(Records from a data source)
════════

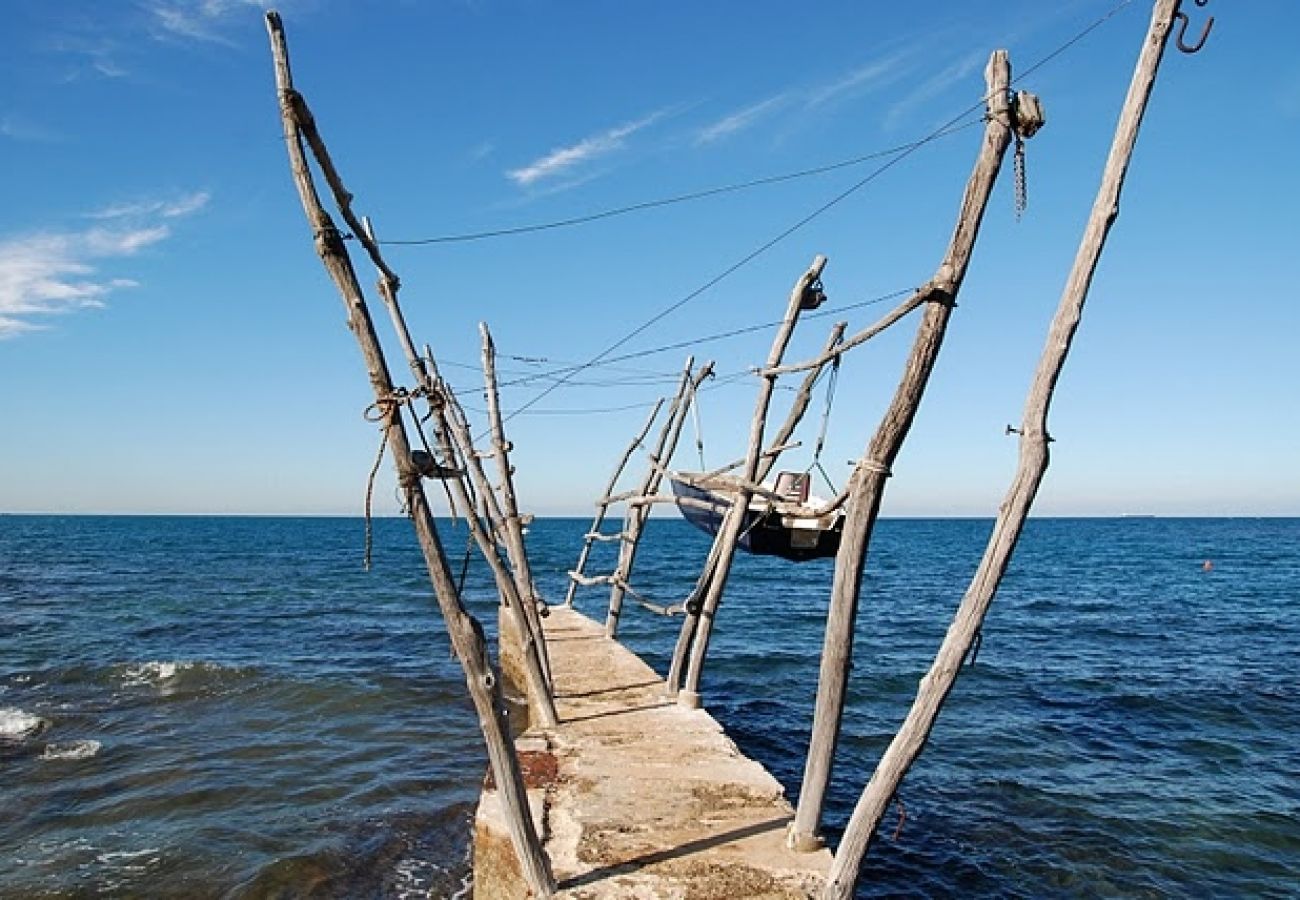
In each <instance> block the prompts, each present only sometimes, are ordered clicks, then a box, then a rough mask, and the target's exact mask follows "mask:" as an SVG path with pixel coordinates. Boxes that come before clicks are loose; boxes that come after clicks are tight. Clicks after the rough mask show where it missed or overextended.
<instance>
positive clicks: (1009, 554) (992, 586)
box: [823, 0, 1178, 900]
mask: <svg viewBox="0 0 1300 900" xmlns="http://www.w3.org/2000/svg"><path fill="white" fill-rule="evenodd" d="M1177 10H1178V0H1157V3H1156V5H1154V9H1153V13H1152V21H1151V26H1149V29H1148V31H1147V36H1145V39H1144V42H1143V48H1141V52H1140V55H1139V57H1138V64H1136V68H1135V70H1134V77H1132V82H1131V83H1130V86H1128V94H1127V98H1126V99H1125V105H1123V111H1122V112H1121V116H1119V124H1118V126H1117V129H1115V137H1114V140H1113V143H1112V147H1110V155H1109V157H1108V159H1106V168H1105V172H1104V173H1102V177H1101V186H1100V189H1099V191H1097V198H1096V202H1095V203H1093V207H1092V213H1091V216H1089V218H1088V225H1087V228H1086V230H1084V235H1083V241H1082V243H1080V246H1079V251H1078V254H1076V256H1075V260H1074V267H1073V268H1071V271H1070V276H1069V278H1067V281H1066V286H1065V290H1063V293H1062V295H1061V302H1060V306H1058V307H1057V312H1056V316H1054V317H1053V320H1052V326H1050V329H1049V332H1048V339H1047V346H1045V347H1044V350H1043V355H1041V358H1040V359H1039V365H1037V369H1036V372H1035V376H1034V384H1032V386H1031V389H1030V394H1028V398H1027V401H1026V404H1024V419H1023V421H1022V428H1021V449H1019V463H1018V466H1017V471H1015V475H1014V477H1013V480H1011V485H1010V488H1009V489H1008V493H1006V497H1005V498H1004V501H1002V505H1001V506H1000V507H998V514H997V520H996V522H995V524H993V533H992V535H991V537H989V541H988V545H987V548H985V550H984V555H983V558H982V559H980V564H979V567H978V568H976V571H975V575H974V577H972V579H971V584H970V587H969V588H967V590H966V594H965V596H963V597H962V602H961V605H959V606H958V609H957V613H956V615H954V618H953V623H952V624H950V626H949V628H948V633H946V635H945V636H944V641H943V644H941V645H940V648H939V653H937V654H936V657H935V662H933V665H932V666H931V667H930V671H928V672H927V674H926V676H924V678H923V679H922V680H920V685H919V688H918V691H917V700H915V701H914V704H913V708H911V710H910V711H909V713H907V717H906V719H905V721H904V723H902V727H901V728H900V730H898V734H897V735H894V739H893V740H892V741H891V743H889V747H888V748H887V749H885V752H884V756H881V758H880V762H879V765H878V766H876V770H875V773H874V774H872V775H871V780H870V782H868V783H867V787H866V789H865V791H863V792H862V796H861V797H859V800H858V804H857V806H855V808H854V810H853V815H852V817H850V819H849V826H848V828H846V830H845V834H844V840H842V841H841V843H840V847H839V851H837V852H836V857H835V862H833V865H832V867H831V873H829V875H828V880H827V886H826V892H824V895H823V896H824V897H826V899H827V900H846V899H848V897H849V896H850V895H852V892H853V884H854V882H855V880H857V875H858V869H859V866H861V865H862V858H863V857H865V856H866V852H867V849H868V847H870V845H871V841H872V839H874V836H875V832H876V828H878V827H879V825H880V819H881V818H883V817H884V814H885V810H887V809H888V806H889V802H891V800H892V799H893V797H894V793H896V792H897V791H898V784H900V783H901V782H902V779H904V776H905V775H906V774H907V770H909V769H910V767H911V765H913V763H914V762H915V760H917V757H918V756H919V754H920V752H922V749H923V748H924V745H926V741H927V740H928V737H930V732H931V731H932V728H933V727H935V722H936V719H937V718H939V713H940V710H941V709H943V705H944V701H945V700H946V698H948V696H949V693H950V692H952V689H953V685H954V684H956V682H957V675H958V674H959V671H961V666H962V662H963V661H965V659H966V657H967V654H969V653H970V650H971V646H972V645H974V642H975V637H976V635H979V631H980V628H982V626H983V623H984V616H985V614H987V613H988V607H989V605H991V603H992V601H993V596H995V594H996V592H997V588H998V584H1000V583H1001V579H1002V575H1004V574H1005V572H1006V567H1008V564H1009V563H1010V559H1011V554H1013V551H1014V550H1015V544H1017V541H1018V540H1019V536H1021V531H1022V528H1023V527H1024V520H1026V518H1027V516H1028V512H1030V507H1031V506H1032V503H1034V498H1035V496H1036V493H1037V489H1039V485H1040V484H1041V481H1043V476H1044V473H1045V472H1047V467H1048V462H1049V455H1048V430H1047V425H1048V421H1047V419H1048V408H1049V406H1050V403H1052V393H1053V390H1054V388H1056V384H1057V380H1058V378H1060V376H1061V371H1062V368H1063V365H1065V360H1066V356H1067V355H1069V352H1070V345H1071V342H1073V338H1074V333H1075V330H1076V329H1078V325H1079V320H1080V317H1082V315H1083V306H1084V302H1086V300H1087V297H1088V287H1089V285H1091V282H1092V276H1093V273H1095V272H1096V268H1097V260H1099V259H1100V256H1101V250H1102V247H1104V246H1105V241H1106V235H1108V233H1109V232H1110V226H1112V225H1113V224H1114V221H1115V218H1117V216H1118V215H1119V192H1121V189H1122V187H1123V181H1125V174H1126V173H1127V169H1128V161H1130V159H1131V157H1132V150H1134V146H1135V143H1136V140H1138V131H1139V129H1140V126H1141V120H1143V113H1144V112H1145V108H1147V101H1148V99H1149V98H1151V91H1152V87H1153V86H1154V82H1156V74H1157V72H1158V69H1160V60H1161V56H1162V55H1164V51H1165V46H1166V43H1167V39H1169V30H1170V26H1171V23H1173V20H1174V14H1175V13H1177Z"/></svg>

════════

Work instruction:
From the entries, report each line that includes the word "instance".

Response box:
In each <instance> block the prompts, each present only sometimes, are ordered clicks, then a box, then a rough mask, and the target's exact mask follows "mask:" as an SVG path with pixel coordinates. Boxes that come before clicks are loose; boxes that come after clicks are tight. Clicks after the rough mask show where it missed or overextended.
<instance>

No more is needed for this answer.